* Task instructions: Please gather every line in the listing below that contains the string "trunk", matching case exactly.

* Object location annotation data:
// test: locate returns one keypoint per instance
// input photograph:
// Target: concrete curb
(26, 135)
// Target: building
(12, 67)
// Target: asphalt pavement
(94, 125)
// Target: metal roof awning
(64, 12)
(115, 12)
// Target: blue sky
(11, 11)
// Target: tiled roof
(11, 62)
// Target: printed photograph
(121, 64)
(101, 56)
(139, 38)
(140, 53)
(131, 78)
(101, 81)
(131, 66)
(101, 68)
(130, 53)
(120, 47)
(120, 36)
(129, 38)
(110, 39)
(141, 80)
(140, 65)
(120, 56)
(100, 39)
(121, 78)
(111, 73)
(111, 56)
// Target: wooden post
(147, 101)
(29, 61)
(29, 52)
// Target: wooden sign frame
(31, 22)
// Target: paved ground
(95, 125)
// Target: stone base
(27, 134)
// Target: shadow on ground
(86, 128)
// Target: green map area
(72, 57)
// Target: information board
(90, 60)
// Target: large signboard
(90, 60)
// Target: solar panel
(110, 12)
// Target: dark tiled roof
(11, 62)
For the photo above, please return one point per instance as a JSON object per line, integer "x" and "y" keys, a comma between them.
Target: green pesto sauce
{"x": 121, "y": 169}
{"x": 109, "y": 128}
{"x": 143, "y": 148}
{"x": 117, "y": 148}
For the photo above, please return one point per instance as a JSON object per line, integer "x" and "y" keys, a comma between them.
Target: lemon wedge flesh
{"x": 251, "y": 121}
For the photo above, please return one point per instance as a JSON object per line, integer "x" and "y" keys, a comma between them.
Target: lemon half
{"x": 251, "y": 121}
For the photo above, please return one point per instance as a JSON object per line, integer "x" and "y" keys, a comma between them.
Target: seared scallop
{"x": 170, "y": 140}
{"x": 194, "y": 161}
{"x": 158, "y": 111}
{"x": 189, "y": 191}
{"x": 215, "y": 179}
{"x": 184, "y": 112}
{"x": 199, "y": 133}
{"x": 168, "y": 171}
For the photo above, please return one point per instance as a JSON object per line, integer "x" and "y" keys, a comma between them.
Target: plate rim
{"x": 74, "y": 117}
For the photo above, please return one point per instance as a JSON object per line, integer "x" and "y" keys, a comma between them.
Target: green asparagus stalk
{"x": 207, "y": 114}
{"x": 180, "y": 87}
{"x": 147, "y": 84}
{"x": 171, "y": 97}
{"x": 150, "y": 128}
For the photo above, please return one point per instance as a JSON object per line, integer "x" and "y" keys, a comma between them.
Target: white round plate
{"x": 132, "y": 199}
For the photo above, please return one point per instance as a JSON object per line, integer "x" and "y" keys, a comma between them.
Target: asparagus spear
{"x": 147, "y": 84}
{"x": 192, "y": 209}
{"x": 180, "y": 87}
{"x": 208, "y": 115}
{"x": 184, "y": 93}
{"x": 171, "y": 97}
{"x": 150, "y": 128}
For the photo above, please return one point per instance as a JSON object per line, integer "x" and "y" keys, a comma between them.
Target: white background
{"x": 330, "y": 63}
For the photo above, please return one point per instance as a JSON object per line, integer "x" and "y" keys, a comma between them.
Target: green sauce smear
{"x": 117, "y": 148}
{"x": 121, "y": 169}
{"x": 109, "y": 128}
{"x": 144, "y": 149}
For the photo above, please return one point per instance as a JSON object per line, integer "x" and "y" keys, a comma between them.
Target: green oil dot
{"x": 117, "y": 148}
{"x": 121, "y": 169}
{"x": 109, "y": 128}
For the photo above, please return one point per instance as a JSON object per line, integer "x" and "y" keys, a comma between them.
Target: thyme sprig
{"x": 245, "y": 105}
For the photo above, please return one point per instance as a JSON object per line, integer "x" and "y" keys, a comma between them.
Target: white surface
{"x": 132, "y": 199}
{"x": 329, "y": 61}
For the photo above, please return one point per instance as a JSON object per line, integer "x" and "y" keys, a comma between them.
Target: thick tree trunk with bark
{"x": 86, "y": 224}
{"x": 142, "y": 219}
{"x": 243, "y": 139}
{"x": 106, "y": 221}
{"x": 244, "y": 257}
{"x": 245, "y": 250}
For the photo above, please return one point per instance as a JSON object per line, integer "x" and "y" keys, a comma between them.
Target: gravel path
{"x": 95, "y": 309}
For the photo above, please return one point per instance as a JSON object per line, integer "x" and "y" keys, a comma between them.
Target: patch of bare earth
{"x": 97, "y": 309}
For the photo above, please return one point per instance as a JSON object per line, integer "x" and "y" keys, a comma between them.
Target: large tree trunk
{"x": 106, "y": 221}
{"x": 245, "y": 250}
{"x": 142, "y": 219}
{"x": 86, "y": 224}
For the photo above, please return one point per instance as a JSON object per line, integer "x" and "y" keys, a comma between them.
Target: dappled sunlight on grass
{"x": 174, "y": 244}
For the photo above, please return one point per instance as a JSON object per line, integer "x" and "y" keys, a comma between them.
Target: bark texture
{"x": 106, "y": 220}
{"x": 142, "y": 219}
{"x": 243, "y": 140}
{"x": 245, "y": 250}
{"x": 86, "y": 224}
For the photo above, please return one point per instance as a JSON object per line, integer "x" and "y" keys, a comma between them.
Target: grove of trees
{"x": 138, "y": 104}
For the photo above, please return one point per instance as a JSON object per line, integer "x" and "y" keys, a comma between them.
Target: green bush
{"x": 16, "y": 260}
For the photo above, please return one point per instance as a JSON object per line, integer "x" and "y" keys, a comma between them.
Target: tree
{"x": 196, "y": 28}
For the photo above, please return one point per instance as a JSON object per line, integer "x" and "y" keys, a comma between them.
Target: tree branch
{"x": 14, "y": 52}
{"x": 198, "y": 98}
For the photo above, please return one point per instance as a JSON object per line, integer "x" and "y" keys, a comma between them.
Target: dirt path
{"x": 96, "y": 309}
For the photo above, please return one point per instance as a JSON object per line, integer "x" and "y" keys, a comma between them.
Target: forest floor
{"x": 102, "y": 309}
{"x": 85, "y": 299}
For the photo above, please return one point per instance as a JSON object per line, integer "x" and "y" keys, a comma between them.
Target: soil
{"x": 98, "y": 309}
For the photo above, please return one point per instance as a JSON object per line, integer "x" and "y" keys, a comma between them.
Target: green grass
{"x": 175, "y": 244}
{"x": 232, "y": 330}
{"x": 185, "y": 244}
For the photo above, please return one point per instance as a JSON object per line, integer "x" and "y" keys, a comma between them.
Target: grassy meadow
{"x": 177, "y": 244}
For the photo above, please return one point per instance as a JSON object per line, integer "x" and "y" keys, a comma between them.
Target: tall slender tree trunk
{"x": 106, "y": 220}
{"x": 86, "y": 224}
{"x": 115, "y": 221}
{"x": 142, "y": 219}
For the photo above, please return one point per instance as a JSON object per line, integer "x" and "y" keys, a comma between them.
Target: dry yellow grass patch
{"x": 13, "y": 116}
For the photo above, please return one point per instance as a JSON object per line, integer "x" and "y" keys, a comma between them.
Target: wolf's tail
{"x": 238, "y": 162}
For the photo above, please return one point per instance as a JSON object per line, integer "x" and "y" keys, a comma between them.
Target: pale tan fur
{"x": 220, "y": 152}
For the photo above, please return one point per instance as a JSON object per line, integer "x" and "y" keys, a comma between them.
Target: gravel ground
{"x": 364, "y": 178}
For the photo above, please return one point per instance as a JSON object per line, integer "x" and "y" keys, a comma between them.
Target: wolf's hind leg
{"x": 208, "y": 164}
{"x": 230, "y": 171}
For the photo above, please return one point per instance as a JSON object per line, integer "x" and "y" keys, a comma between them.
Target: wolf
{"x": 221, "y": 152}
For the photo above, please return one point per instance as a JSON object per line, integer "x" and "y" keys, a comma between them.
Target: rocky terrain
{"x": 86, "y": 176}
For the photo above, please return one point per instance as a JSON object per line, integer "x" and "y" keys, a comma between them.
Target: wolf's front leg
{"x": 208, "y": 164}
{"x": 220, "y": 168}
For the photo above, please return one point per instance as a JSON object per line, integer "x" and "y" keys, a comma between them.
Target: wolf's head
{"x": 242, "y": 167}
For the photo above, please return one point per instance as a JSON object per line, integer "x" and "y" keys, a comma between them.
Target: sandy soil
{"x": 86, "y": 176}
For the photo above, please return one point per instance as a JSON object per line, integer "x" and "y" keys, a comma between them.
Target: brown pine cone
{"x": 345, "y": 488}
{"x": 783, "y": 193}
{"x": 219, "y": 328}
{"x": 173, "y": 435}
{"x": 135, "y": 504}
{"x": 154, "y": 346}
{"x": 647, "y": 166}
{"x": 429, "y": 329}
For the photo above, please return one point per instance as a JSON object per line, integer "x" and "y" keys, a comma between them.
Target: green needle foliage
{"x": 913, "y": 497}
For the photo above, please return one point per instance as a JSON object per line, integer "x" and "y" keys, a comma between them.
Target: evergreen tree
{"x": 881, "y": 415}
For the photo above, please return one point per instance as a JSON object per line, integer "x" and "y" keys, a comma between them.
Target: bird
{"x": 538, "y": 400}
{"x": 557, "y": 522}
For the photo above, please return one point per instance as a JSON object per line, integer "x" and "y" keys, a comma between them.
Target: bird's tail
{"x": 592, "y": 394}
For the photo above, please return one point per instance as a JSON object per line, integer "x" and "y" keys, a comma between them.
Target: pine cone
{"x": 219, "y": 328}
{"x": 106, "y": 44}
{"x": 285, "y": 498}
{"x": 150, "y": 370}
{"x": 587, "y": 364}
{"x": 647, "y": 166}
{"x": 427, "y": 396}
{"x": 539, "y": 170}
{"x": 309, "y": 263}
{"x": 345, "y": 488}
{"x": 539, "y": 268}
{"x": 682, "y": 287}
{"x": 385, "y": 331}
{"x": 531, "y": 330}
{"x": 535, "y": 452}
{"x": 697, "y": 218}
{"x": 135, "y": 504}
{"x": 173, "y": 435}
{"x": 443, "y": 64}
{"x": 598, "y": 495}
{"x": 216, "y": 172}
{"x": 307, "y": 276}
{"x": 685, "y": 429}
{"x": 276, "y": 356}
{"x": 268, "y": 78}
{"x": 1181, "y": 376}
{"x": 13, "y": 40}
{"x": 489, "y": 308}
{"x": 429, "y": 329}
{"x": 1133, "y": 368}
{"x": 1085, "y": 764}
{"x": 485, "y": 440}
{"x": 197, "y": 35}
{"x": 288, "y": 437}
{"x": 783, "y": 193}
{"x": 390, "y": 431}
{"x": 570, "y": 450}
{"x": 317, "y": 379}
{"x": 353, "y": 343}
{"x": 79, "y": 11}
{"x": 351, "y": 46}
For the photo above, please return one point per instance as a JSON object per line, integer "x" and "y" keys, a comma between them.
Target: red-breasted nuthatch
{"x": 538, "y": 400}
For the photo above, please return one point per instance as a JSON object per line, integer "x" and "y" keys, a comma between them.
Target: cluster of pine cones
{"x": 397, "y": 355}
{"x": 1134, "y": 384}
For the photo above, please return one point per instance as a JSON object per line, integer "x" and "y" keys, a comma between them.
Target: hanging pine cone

* Output for this task:
Target: thick tree trunk with bark
Target: large tree trunk
Target: tall slender tree trunk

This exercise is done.